Return every line of the items below that contains the string "jump". Case counts.
### Listing
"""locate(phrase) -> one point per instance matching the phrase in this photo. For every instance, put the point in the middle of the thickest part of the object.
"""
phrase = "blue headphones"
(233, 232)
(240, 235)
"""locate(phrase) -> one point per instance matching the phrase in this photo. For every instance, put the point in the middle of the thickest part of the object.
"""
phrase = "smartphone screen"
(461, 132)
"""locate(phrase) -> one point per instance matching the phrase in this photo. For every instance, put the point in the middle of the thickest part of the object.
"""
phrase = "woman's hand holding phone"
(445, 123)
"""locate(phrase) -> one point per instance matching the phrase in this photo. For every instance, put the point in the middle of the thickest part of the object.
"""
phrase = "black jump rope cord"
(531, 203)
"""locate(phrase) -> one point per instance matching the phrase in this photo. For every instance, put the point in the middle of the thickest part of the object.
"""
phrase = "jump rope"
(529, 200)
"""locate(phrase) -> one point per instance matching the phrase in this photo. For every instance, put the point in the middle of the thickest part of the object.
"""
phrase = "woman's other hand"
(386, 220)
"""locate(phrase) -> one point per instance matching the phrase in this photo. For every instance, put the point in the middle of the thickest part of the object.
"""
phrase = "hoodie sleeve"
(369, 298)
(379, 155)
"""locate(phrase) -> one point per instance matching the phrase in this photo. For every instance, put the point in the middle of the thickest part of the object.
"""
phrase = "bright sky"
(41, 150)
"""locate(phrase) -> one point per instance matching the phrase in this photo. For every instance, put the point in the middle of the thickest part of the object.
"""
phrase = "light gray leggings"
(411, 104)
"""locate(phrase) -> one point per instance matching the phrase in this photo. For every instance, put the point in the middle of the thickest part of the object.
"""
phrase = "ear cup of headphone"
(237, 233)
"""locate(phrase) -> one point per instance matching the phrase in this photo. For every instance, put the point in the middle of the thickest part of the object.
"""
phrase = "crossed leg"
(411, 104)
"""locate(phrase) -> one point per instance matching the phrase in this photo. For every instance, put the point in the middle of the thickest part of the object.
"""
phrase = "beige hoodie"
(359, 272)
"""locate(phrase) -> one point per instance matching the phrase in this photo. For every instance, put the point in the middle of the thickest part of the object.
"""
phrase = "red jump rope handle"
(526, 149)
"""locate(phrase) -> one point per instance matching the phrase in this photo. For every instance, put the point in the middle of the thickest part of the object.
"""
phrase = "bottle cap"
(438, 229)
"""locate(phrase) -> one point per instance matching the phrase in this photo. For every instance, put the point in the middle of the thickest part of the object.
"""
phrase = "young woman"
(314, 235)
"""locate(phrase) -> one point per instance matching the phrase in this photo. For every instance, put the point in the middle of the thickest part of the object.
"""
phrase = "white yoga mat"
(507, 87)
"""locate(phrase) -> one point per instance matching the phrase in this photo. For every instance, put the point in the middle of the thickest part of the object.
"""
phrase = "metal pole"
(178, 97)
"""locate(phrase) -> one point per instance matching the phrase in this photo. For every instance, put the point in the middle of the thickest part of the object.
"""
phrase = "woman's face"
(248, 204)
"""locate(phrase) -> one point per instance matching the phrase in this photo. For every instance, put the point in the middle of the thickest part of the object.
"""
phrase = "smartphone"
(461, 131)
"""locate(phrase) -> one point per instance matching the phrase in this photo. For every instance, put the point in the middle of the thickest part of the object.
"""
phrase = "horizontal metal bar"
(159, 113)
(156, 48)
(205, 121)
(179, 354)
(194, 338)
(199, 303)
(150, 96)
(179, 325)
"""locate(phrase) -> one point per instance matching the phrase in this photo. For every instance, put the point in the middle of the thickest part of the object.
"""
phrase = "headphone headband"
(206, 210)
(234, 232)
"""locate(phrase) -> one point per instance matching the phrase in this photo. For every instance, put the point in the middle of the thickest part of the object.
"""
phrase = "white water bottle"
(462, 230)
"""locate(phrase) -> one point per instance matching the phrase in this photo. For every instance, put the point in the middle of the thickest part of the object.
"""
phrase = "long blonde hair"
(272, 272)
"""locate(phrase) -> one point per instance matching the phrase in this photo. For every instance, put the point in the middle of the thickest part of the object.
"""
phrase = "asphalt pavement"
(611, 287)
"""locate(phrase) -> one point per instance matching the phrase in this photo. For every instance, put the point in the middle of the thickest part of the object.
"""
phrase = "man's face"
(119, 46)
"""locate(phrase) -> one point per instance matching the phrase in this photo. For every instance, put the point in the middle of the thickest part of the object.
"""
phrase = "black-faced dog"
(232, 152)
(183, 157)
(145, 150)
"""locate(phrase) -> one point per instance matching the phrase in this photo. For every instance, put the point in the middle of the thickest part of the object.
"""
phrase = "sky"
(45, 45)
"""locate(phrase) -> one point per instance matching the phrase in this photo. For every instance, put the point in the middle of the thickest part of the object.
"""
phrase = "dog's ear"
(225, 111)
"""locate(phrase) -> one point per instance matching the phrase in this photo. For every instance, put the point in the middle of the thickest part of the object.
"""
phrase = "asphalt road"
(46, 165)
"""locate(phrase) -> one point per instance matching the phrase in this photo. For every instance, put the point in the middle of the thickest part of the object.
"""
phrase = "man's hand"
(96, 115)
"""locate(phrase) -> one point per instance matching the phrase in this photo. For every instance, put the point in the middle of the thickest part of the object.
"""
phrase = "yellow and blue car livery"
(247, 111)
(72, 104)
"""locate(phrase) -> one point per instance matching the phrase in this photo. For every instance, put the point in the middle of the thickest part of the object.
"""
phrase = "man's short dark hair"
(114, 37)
######
[Reply to the exercise]
phrase = "black jump rope cord"
phrase = "jump rope"
phrase = "red jump rope handle"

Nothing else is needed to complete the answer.